[BEGIN RECORDS TO USE]
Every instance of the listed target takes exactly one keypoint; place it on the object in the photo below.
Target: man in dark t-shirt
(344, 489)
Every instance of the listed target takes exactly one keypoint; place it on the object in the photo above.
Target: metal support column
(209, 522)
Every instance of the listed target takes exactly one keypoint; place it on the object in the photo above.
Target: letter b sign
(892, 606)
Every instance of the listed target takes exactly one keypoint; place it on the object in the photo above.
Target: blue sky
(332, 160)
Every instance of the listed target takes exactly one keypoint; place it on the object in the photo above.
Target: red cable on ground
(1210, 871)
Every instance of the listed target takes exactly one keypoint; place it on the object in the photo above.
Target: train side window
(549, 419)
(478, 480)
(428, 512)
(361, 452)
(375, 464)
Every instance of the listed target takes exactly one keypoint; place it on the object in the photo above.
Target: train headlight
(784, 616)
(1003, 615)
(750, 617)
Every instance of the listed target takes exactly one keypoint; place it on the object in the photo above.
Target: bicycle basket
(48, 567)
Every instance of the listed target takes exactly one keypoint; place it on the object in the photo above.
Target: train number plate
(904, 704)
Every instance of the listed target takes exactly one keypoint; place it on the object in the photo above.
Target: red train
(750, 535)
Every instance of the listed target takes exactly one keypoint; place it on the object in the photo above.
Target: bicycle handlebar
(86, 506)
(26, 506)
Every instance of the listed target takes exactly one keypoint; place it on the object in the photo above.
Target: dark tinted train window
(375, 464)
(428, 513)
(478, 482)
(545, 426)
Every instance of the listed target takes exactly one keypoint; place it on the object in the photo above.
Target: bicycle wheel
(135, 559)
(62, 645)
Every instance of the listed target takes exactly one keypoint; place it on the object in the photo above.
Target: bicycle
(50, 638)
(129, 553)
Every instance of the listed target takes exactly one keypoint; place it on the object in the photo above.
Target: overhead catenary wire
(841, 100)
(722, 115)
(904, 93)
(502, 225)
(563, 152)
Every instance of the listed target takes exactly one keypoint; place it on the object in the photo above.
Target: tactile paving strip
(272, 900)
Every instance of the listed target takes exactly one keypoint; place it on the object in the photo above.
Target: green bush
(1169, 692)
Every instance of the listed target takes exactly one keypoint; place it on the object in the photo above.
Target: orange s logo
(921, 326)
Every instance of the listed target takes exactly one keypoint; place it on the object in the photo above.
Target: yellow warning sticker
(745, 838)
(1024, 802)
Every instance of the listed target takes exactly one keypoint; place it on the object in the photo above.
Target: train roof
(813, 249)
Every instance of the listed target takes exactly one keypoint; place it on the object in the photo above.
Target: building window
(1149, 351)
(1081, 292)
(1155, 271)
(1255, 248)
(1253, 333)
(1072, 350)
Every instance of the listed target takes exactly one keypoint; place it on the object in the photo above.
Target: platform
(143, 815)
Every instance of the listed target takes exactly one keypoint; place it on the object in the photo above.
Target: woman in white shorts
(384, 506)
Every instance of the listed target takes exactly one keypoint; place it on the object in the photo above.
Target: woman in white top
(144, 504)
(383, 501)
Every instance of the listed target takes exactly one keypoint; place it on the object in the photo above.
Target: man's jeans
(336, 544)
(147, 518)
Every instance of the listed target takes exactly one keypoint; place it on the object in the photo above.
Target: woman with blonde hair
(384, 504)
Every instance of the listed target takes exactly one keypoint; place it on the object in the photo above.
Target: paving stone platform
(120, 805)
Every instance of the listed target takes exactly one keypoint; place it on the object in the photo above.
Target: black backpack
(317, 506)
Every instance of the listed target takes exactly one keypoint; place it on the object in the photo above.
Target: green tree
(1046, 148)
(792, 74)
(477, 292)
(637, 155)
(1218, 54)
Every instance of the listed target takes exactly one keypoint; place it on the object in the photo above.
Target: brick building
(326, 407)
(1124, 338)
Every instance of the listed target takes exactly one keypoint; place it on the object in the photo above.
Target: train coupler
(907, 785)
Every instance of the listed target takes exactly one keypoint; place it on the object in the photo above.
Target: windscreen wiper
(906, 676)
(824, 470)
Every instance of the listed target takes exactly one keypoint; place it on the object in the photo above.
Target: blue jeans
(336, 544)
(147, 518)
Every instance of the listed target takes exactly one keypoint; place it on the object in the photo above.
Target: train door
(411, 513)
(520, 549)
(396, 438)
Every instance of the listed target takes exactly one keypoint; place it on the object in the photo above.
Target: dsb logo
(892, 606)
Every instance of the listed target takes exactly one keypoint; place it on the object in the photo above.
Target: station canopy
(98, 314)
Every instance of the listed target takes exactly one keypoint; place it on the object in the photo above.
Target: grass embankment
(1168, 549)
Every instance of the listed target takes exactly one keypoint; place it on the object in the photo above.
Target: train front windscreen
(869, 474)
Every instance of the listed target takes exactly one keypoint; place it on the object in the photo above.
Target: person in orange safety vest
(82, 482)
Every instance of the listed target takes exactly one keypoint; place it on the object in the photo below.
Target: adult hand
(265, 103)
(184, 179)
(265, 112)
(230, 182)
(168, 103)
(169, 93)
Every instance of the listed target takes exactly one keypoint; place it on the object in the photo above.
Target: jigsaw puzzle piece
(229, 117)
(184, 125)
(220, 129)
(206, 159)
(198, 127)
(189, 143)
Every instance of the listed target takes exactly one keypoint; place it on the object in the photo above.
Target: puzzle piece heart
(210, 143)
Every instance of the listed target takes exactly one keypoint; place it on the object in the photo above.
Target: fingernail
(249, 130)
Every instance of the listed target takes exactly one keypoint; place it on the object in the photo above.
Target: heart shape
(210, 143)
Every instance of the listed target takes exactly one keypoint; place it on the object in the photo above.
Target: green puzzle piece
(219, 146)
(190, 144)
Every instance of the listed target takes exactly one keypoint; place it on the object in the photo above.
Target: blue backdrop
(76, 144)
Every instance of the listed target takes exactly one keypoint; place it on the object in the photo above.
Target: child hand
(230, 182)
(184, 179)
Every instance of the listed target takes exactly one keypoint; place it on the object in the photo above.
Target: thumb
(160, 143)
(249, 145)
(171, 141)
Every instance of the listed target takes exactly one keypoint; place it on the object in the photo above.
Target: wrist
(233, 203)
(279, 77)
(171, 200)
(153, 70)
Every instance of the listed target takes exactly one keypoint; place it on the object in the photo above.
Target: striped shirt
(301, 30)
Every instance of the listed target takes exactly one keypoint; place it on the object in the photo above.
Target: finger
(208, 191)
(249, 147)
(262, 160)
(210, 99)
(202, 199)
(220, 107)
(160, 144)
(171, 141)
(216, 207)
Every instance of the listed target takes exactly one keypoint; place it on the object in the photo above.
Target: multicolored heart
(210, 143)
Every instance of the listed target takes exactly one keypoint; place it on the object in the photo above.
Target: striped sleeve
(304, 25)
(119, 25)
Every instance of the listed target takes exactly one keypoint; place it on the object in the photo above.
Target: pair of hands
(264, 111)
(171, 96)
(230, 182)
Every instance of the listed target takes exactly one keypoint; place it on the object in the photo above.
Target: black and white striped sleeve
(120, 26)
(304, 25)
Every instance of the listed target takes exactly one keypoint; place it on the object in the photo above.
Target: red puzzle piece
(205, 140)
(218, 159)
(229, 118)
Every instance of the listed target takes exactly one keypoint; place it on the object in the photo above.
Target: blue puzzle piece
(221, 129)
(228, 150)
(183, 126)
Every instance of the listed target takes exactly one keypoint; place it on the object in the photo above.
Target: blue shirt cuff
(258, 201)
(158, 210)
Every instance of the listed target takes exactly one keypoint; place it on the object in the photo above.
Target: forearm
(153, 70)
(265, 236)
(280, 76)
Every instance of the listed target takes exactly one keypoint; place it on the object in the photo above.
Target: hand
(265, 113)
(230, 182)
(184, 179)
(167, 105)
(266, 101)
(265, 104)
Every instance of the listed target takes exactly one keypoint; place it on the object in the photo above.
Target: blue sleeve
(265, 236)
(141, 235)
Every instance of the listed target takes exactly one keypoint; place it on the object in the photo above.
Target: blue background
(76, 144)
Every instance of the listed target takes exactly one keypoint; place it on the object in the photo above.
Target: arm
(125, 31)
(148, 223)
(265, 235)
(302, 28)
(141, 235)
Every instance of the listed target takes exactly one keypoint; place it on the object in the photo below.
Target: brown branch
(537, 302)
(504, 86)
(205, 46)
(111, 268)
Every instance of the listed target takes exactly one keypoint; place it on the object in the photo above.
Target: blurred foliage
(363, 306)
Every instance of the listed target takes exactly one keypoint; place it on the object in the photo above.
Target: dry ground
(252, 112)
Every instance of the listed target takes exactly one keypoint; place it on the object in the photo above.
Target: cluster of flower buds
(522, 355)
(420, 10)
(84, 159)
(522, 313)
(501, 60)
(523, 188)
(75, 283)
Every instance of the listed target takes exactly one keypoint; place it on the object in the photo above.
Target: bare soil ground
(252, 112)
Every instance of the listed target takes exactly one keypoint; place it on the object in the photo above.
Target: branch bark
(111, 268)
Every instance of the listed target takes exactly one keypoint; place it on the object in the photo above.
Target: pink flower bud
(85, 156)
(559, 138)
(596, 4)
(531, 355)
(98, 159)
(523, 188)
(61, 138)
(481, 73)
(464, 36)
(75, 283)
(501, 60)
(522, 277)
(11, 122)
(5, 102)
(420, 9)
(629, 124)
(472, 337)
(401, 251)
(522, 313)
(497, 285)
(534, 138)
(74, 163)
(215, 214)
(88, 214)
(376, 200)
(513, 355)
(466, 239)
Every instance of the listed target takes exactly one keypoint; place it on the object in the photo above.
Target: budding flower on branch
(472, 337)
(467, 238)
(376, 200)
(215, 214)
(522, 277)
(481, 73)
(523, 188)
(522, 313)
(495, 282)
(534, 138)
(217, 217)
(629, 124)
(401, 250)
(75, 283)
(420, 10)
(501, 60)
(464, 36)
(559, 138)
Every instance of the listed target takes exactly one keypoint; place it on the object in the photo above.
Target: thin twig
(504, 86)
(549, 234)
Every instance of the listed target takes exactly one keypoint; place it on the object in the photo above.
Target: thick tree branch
[END RECORDS TO USE]
Count the lines of the data above that contain the string "tree", treating uppercase and lowercase as different. Reply with the number only.

2